[EXERCISE TEXT]

Only in response to a court order did the landlord test the unit and find multiple areas of highly concentrated meth that apparently seeped into the Keatens’ apartment. Both women suffer from permanent brain injuries and signs of dementia.
In an August 2021 order after trial, then-District Court Judge Frederick T. Martinez awarded the Keatens $10.5 million in damages, finding the defendants unreasonably left the women to suffer the severe consequences of meth exposure despite being aware of the problem for months. He further slammed Terra Management for failing to document or preserve the evidence of meth-making.
The defendants attempted to “cover up, hide or destroy evidence when they knew of the Keatens’ claims and the threat of potential liability,” he wrote.
FILE PHOTO: The Ralph L. Carr Colorado Judicial Center, on Tuesday, Sept. 13, 2022, in Denver, Colo. (Timothy Hurst/The Denver Gazette)
A three-judge panel of the Court of Appeals took no issue with Martinez’s conclusion that the defendants destroyed evidence, even though the Keatens would not file suit for more than a year afterward.

[/EXERCISE TEXT]
[DATASET RECORDS]

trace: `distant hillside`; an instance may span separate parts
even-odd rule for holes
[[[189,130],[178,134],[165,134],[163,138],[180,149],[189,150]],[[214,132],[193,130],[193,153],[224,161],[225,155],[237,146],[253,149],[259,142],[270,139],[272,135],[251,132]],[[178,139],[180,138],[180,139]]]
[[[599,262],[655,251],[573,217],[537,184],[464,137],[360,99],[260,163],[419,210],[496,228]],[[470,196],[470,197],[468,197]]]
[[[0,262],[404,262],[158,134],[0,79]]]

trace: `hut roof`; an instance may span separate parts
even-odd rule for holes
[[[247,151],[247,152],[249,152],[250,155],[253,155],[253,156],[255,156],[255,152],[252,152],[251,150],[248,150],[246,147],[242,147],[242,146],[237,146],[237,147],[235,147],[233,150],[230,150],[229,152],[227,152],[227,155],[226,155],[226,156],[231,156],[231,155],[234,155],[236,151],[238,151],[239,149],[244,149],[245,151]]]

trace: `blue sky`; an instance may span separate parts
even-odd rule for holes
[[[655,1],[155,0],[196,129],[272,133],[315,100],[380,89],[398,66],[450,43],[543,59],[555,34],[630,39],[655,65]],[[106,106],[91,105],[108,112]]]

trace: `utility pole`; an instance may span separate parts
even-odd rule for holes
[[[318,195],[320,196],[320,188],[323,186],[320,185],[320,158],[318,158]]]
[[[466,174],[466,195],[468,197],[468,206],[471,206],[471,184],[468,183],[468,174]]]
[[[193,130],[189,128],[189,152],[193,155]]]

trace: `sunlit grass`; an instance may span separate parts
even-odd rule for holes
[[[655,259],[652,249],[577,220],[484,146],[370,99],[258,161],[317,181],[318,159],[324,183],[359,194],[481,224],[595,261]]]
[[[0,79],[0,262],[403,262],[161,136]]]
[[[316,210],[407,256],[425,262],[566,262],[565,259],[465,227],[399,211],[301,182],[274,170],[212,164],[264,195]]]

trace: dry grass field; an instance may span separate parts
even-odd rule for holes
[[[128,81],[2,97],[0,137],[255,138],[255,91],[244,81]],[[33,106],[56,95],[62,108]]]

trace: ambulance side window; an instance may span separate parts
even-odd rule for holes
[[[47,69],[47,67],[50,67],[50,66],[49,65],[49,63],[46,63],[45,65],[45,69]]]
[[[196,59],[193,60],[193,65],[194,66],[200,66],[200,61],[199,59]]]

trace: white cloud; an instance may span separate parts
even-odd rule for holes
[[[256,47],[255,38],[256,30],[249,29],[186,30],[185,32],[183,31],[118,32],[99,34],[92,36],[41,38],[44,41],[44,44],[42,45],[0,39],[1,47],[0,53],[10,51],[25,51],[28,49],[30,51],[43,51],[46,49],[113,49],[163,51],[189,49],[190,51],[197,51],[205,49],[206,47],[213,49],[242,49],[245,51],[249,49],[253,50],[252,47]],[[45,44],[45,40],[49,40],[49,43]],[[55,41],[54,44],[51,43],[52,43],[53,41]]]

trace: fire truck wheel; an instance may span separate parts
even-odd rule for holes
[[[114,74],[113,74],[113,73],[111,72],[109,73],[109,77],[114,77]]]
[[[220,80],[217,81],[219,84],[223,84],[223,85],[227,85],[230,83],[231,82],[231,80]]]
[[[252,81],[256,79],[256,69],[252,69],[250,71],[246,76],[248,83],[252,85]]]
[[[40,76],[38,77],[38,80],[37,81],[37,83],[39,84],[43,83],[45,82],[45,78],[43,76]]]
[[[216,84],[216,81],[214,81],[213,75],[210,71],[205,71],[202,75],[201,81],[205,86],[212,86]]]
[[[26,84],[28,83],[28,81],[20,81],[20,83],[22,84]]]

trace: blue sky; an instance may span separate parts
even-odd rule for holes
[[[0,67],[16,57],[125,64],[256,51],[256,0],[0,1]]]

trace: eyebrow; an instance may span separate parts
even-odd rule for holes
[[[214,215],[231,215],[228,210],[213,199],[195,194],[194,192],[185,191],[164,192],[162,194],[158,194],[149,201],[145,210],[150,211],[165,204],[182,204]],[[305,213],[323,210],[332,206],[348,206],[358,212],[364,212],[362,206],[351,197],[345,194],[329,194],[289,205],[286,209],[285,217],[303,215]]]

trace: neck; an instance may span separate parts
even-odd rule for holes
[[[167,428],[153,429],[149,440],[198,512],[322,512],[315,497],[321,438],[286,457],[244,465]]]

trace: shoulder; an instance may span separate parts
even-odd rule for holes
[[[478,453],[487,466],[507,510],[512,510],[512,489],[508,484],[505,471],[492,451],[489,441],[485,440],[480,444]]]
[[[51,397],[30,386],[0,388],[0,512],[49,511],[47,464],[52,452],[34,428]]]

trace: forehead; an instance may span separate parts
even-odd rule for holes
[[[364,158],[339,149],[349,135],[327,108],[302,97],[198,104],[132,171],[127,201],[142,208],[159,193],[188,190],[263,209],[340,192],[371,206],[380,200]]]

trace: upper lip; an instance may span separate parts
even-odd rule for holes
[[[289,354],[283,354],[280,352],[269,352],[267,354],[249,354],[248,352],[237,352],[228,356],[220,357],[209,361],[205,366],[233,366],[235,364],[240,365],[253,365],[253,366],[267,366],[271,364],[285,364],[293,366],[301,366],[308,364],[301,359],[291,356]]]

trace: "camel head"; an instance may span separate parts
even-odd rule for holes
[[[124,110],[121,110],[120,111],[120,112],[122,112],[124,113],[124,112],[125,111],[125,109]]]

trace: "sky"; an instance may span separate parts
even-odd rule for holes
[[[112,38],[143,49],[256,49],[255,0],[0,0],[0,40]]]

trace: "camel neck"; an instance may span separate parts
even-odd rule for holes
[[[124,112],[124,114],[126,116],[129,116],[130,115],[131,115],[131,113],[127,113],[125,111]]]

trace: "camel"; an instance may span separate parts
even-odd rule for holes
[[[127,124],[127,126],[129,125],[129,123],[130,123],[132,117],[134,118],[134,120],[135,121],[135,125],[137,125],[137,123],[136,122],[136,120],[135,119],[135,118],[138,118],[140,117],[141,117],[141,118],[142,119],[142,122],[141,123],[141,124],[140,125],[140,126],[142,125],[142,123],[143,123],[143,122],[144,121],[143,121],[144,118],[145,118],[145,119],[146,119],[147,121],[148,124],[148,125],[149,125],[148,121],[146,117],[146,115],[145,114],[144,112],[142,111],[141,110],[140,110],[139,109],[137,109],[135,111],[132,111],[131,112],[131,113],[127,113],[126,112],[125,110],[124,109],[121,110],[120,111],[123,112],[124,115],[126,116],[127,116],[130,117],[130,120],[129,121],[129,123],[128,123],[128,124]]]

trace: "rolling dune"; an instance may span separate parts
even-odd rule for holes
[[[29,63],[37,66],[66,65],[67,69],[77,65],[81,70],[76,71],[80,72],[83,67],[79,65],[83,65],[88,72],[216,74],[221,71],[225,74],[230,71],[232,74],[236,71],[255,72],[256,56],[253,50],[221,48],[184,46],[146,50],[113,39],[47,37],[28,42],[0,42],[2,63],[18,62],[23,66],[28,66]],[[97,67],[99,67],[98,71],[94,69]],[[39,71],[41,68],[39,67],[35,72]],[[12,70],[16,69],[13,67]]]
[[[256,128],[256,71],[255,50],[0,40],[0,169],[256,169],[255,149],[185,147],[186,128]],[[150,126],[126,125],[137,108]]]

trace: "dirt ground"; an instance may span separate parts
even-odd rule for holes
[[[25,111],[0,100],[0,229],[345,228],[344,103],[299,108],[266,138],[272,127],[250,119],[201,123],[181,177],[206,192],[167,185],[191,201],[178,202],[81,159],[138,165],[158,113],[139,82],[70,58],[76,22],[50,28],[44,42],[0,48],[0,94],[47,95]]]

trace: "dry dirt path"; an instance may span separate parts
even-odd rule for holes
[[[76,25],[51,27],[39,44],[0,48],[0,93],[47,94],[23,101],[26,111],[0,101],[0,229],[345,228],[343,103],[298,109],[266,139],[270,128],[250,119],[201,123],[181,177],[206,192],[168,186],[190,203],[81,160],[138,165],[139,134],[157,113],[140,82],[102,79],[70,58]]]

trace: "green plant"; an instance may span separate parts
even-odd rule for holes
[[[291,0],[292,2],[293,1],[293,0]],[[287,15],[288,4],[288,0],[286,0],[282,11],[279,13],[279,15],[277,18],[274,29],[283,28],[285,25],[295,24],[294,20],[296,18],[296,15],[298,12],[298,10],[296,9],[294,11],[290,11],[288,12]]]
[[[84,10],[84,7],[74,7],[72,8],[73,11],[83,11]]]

[/DATASET RECORDS]

--- EXERCISE ---
Reproduce everything from "In an August" down to "evidence of meth-making." in the article on the meth exposure case. This data stands apart from the article on the meth exposure case.

--- OUTPUT BELOW ---
In an August 2021 order after trial, then-District Court Judge Frederick T. Martinez awarded the Keatens $10.5 million in damages, finding the defendants unreasonably left the women to suffer the severe consequences of meth exposure despite being aware of the problem for months. He further slammed Terra Management for failing to document or preserve the evidence of meth-making.